## Directions for this task
In the talk excerpt on floating-point precision, how many bits does float 32 assign to the exponent and how many to the fraction?

## Selected text
================================

And so we found that you actually have to upcast correctly over here, right? You have to upcast immediately, and then you downcast at the very end. We wrote a few comments—right, Llama does X, does float 16, whilst Gemma is X. You know, it really—like Llama does that, right? But Gemma does this, right? So there are small little issues—downcasting, upcasting.

Another question is like why do we have to do downcasting? Does anyone know why—like why is there always downcasting, upcasting, float 32, float 16, float 8? Does anyone know why we have to do downcasting? Yes, correct; it’s for faster speed. Do you know how much faster?

Like, so float 32 to float 16—what do you think it depends? Who said 2? Okay, good guess. Why did you guess 2? Well, that’s a lot. Okay, okay, yes, okay. Float 8—approximately 2. Actually, it could be more. So float 32 to float 16 is actually not 2; it’s actually much more. I think it’s 5 or I think—or is it 6?

The reason is because the representation of the float is different, right? So float 32—I have floating point representation—Wikipedia, I think it’s in here somewhere. Oh, maybe I go to beat float 16. Where is beat float 16?

Yes, right, so there it is. Oh, there’s more pictures now. Oh, they edited this; I did not. Okay, this is new. I didn’t see the AMD fp24 format or Pixar. Oh, okay, they have like weird formats now. This is float 32, right? And float 32—the exponent has eight numbers, right? Eight bits, and the fraction has 23.

And when you do matrix multiplication—does anyone know how to calculate the number of transistors you need for float 32? Does anyone know? It’s a formula that’s related to the exponent, the fraction. What do you think the formula is? Have a guess, right? I said that it’s approximately—so if you have B float 16, the fraction is 7, right? Float 16 has 16 bits. You can use an exponent.

The exponent is used for the dynamic range of the number, right? So if you want larger numbers, you have to have larger exponents, right? So this means B36 only has a range of 2 to the—the exponent is not—I’m not saying 2 to the 8, but like just assume you know it’s 2 to the power of 8, okay?

================================

## Provided records
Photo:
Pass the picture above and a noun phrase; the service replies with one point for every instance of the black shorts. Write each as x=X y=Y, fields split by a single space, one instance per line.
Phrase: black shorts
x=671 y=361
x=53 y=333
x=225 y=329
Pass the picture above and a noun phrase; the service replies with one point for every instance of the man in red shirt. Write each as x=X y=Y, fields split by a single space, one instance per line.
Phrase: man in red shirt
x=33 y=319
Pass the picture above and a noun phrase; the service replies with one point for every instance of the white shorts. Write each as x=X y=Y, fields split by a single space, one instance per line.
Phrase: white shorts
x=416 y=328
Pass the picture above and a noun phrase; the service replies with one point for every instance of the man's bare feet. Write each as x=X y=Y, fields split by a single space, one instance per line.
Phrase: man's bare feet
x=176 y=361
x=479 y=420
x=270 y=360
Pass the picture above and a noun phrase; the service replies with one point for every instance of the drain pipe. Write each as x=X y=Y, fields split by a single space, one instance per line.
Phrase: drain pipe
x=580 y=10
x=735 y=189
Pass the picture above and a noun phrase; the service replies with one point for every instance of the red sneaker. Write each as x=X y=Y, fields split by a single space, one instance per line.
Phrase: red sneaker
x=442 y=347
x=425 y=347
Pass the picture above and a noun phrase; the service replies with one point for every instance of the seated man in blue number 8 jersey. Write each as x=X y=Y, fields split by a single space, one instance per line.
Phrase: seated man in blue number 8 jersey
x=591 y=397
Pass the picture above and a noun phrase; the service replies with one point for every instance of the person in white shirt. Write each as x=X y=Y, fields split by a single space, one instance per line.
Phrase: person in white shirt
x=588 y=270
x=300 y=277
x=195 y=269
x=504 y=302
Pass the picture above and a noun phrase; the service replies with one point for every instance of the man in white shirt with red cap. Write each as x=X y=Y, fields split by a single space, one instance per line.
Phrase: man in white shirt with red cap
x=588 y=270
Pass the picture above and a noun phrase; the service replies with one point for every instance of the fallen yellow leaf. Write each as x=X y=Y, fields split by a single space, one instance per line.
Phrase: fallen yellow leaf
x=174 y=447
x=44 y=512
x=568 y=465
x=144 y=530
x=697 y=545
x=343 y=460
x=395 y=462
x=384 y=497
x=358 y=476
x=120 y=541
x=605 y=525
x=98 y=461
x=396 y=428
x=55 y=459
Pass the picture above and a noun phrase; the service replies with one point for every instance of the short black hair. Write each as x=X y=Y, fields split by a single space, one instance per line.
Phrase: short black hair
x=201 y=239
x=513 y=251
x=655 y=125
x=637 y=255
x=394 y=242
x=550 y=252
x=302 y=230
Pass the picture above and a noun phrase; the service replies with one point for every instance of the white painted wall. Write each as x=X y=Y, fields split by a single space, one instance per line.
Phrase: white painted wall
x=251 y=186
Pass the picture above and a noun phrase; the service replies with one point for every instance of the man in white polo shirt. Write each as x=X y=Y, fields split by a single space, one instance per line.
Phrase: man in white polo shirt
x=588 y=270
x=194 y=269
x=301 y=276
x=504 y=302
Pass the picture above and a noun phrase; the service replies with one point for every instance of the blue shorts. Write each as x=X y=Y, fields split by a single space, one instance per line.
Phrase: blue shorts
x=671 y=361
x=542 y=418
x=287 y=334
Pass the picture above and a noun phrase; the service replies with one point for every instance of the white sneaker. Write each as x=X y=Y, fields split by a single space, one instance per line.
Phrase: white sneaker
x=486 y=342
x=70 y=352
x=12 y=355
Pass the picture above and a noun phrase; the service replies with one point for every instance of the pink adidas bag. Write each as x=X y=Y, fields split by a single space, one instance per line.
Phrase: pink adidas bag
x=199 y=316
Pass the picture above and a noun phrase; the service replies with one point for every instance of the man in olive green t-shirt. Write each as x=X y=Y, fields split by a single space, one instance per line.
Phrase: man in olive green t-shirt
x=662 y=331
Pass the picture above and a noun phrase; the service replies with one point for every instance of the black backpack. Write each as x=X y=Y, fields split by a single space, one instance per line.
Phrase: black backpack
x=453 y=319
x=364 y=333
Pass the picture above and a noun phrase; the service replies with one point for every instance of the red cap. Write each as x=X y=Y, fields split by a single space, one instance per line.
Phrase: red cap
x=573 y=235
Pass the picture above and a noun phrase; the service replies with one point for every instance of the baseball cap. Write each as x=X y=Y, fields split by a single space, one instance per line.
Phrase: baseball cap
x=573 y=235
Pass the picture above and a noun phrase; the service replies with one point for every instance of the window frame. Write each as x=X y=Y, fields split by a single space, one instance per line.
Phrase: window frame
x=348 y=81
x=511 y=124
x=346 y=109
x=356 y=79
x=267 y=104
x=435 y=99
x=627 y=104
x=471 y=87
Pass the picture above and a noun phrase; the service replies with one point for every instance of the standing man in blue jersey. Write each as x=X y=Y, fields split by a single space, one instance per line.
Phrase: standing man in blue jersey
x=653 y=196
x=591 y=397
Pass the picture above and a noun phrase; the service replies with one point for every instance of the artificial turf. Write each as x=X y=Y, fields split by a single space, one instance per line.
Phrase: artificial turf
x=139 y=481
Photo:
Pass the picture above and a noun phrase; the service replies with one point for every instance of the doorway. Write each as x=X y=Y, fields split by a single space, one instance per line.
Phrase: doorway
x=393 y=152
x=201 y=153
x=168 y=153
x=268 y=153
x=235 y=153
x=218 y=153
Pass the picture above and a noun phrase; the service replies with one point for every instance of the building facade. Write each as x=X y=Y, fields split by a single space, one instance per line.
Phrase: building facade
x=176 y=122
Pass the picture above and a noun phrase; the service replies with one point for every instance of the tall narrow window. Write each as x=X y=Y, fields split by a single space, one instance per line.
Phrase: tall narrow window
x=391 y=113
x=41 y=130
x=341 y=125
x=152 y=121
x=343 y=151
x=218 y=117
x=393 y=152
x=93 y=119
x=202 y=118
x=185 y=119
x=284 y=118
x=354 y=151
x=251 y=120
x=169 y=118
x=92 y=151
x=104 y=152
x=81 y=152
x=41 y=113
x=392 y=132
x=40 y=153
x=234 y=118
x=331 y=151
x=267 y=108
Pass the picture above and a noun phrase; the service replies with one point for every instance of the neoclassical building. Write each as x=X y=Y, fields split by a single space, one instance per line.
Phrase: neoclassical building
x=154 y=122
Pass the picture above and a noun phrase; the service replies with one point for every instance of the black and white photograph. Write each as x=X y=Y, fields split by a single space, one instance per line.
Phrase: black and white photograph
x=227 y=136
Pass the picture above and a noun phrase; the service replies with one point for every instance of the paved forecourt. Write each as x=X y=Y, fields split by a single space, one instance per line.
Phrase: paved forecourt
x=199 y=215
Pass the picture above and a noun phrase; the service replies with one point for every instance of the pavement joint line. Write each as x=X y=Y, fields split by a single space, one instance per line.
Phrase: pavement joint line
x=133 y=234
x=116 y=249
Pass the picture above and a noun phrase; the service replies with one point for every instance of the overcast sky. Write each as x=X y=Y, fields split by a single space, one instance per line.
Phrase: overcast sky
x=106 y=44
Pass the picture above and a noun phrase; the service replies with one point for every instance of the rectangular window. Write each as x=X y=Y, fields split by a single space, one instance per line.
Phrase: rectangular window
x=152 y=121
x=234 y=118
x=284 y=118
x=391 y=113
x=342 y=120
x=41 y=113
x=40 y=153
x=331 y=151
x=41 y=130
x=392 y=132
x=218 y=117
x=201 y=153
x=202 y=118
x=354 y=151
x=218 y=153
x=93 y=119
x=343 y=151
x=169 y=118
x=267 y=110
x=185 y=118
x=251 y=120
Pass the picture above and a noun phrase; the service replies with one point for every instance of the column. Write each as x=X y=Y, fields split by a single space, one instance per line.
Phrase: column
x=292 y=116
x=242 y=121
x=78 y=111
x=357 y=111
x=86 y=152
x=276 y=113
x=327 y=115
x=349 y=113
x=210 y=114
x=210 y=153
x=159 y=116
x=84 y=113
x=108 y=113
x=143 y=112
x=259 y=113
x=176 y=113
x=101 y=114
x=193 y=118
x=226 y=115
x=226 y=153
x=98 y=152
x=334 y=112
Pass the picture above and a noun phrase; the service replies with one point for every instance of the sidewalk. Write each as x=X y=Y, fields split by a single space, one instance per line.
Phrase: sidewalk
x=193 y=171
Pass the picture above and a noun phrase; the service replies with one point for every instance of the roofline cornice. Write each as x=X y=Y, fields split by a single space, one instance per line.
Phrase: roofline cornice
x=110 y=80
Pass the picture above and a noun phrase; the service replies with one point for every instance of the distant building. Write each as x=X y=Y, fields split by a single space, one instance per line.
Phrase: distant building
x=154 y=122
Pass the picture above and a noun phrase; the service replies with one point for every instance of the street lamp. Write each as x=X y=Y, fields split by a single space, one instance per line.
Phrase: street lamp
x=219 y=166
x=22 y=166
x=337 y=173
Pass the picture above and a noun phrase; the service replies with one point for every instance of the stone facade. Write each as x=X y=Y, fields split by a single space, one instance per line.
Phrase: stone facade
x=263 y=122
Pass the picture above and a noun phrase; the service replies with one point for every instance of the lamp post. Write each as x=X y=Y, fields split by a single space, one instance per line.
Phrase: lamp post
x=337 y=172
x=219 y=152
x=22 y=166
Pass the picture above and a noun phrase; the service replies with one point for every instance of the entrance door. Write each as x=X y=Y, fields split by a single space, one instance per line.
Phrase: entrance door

================================

## The completed task
Float 32 has eight bits for the exponent and 23 for the fraction.